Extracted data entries

==============================

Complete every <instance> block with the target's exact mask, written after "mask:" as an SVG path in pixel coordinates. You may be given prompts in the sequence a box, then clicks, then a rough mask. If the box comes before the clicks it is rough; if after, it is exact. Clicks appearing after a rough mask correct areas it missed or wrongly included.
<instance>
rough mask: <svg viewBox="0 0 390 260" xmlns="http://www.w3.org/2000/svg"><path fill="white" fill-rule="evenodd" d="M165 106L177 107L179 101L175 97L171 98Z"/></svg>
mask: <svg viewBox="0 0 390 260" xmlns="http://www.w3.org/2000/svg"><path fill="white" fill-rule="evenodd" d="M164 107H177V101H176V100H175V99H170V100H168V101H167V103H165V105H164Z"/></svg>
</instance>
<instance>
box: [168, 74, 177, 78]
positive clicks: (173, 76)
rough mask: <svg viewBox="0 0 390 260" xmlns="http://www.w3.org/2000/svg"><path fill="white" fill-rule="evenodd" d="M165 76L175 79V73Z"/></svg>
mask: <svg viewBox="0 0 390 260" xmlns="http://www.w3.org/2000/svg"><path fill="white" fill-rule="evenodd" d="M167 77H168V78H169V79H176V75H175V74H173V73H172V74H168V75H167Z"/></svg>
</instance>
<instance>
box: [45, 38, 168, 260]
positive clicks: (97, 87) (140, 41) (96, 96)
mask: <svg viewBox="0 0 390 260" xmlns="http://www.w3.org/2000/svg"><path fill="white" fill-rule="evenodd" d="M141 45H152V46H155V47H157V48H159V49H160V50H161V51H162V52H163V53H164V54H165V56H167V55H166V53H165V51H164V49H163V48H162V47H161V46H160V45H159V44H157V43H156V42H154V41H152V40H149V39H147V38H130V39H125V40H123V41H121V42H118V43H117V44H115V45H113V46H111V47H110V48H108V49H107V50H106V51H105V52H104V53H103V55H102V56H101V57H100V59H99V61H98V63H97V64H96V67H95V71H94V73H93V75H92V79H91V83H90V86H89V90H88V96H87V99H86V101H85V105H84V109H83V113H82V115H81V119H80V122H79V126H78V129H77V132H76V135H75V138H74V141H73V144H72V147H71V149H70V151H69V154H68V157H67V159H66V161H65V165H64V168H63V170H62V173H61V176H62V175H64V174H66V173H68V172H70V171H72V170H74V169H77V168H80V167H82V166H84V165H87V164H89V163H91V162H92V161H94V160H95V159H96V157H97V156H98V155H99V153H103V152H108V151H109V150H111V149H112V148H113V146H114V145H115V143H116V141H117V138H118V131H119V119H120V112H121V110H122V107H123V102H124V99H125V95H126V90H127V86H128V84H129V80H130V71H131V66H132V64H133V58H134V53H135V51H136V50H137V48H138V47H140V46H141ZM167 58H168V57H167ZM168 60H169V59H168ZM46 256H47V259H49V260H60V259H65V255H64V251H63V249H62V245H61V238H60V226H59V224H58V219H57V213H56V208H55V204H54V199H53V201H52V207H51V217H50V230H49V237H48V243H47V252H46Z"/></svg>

==============================

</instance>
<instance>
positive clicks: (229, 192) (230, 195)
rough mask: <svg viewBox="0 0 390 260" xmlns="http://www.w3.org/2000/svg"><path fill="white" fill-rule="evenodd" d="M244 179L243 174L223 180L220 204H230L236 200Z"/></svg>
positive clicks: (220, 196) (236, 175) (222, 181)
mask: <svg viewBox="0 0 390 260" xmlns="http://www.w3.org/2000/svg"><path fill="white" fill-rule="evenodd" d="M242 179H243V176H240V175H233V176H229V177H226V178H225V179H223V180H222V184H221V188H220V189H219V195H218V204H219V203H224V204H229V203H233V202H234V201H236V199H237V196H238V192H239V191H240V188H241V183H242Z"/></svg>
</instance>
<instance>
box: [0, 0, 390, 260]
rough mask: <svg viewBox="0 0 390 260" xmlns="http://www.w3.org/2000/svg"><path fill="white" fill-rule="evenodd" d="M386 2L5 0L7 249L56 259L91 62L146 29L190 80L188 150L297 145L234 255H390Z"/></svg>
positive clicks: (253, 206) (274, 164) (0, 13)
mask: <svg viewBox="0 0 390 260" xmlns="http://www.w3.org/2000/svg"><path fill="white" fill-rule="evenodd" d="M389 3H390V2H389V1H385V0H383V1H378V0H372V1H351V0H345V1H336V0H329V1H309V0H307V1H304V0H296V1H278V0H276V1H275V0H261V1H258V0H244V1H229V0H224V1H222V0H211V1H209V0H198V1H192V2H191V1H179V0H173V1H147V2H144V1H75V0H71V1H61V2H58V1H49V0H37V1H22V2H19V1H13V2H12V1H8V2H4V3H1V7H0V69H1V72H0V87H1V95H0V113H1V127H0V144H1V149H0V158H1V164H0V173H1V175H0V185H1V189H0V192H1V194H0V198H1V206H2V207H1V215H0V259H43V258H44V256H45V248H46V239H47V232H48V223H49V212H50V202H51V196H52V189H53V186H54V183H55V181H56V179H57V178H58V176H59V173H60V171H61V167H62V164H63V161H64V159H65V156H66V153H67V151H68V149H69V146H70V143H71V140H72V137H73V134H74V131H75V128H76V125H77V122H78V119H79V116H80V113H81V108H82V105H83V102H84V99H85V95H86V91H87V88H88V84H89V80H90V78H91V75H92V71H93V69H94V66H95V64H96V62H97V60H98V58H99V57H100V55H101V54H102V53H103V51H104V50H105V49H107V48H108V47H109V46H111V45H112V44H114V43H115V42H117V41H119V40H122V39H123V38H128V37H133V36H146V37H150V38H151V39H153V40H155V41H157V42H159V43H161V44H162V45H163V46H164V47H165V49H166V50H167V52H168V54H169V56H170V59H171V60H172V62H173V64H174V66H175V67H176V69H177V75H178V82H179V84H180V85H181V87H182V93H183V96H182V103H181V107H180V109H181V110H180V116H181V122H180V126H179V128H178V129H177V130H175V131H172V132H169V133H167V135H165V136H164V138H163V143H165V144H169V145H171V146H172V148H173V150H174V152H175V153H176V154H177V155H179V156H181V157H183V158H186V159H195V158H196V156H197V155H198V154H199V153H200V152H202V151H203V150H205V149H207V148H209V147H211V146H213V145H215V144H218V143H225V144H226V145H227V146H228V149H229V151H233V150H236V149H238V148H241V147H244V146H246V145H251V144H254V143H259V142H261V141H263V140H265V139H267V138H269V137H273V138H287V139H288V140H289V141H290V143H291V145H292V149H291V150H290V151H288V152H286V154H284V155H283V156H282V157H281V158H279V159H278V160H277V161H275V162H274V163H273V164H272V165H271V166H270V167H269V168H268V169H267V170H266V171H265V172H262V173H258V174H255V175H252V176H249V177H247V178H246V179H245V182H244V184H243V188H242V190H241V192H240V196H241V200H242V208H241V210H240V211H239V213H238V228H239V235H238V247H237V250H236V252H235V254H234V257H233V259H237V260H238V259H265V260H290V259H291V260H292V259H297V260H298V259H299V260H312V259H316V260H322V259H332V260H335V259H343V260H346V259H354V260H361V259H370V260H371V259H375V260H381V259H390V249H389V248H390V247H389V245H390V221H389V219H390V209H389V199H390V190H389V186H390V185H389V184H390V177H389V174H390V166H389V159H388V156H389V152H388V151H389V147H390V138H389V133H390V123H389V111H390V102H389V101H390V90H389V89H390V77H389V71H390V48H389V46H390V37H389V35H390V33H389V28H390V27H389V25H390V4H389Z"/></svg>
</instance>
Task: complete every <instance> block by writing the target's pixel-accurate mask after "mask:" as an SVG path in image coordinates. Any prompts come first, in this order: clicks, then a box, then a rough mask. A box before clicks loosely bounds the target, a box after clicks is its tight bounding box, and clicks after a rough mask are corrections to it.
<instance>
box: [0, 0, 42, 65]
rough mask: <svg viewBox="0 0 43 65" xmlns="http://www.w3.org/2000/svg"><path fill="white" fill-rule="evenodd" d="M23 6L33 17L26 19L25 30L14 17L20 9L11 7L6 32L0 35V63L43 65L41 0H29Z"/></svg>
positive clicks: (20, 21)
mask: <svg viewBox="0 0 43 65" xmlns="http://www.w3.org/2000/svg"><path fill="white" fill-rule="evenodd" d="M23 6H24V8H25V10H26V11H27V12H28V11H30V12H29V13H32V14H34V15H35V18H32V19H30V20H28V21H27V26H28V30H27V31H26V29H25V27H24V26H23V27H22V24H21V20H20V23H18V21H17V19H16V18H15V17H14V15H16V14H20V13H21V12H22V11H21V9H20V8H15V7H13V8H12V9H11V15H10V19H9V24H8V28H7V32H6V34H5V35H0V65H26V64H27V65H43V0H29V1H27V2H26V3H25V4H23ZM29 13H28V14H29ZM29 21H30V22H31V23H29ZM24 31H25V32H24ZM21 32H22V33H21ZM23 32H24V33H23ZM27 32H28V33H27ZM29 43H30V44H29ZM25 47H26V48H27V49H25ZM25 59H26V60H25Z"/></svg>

==============================

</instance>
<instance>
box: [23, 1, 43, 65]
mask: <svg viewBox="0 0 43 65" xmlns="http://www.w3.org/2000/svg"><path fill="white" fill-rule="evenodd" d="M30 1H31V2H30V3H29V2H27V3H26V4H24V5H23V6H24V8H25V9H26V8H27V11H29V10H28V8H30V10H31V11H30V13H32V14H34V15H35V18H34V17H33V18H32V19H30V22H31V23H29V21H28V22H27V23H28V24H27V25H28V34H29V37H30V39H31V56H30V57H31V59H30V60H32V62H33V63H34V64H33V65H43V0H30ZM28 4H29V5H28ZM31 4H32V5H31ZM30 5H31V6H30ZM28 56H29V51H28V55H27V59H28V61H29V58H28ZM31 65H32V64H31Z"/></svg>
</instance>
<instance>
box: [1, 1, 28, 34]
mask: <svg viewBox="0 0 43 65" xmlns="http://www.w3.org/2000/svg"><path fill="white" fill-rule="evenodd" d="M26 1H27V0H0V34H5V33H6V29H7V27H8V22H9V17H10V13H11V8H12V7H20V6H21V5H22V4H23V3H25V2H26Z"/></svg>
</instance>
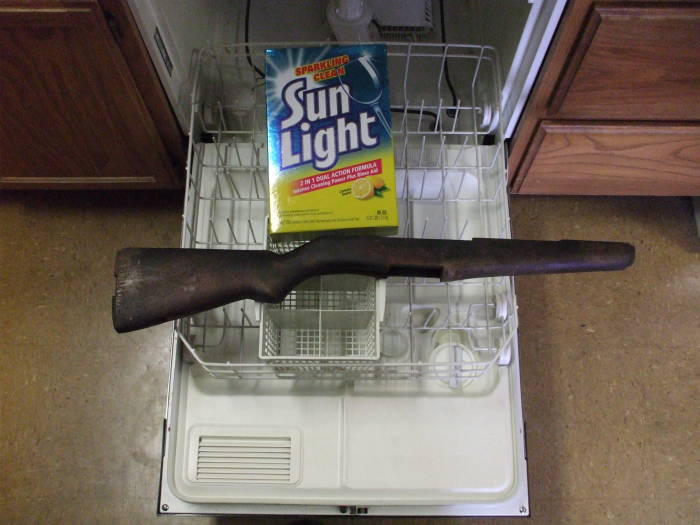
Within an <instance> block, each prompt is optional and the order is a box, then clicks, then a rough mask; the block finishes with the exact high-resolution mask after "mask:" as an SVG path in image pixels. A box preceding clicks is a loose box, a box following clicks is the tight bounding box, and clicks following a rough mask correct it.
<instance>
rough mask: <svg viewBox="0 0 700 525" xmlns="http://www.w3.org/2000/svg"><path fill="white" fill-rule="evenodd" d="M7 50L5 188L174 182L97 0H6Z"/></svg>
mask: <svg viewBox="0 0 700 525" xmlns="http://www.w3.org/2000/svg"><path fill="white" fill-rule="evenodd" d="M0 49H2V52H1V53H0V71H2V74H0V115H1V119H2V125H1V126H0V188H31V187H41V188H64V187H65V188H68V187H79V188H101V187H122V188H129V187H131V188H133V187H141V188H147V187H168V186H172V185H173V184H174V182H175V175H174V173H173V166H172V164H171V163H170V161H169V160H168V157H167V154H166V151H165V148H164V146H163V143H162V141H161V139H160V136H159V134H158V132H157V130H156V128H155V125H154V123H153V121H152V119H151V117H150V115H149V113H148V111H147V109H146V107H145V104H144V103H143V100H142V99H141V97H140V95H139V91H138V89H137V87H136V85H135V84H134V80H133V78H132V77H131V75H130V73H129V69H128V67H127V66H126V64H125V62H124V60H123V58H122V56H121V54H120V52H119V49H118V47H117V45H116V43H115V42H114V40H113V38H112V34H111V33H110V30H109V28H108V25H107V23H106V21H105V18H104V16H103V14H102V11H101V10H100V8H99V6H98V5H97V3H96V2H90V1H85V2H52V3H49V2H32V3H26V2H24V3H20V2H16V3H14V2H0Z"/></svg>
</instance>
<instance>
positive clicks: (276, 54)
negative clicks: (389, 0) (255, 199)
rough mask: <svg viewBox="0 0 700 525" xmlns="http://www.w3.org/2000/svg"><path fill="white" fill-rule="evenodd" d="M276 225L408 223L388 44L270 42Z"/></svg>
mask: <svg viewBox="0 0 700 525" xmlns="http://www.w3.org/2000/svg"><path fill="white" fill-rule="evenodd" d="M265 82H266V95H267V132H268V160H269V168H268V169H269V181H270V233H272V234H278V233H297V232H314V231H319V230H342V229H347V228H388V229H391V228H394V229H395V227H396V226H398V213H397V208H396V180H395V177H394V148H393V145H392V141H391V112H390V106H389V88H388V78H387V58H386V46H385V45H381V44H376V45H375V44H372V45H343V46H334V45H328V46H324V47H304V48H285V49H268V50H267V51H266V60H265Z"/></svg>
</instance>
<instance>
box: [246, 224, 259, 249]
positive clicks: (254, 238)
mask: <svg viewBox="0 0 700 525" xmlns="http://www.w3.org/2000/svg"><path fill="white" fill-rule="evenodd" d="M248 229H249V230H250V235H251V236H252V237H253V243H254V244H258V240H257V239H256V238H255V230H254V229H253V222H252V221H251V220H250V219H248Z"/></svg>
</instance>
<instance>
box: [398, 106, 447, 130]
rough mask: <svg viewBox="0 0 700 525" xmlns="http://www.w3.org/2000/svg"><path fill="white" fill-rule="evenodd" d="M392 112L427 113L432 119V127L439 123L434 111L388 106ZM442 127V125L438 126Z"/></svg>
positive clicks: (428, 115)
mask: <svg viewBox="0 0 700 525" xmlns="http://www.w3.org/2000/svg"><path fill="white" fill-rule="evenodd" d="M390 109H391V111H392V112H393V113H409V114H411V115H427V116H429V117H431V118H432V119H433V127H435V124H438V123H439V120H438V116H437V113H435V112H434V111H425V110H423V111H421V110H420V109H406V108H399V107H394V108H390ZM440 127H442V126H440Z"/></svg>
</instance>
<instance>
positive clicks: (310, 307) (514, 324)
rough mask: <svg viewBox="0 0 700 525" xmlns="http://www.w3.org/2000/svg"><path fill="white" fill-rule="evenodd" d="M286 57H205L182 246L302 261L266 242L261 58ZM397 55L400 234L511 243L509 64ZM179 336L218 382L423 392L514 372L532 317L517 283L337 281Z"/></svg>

==============================

=== Task goal ===
Return every line holding the word "bounding" from the records.

=== Result of this task ===
Task: complete every <instance> block by writing the target's pixel-accurate mask after "mask:" as an SVG path in image coordinates. Any prompts come first, in this order: clicks, then a box, then a rough mask. A box before clicks loosely bounds the target, a box after clicks is its tight bounding box, and clicks after a rough mask are corrections to it.
Within an <instance> block, each prompt is optional and the order is a box, then clicks, then a rough mask; the block finishes with the exact high-resolution mask after "mask:" as an SVG path in image pixels. A box preceding clicks is a loose box, a box following clicks is the tight bounding box, and clicks following a rough mask correct it.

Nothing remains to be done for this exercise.